In the listing below, find the line containing "the truck cab.". Write out that line and every line after it to the end, exactly and only those.
-- Start of SUPPLIED DATA --
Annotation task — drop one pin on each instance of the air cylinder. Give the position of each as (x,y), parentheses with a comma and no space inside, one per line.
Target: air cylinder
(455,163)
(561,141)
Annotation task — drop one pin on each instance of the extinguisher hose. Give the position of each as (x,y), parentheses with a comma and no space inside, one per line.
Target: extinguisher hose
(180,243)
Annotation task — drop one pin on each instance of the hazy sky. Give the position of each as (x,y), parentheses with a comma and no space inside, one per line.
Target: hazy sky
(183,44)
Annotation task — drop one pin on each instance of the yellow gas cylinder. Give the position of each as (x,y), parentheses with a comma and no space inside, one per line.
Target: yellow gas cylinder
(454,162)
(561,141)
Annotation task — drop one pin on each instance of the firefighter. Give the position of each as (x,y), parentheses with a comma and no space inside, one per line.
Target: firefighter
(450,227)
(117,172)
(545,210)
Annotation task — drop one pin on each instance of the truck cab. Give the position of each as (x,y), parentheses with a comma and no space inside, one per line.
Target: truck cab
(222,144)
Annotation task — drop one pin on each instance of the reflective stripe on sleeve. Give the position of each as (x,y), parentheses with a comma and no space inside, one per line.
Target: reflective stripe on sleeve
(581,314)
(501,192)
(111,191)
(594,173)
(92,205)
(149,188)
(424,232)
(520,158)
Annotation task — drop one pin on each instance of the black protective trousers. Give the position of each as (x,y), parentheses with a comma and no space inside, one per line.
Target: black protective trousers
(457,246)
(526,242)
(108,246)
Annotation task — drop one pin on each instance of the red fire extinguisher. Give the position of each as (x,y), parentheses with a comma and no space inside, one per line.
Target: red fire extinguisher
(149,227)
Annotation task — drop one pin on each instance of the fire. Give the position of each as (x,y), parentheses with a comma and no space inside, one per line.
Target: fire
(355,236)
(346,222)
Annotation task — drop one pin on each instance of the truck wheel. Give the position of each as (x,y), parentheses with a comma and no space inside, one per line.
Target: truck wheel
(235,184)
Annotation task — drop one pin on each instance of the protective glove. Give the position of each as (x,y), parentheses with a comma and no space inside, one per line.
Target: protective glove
-- End of SUPPLIED DATA --
_PROBLEM SOLUTION_.
Annotation task — drop one pin on each instance of the truck cab. Give the position of each as (x,y), parentheses with a comma and no space inside, one per line.
Target: truck cab
(222,144)
Annotation task — drop one pin on each instance of the reflective stripe on sleeve. Give the position of each as (x,y), parentheses with a comma and no space inside, one per line.
Target: reflective stripe on sleeve
(581,314)
(501,192)
(111,191)
(594,173)
(92,205)
(149,188)
(424,232)
(520,158)
Annotation task — drop one pin on each instance of the black protective trousers. Give the position of each as (x,y), parentheses with a comma and no space inside, one per line.
Target: black protective trousers
(457,246)
(526,242)
(108,246)
Annotation task — drop one pin on each instance of the red fire extinguisher. Give the position of each as (x,y), parentheses with a comma and no space inside, one per line.
Target: red fire extinguisher
(149,227)
Annotation task — drop one pin on each instance of the fire. Give the position of each as (x,y), parentheses with a comma and no space inside, one per line.
Target: fire
(355,236)
(346,222)
Annotation task — drop one pin on each instance of the truck wheel. Give the position of each as (x,y), parentheses with a comma and no space inside, one per line.
Target: truck wheel
(235,184)
Annotation task — drop one pin on each instance of the protective glove. Give the position of each as (x,y), parentheses with a comma and no space inside, one per line.
Target: protective glove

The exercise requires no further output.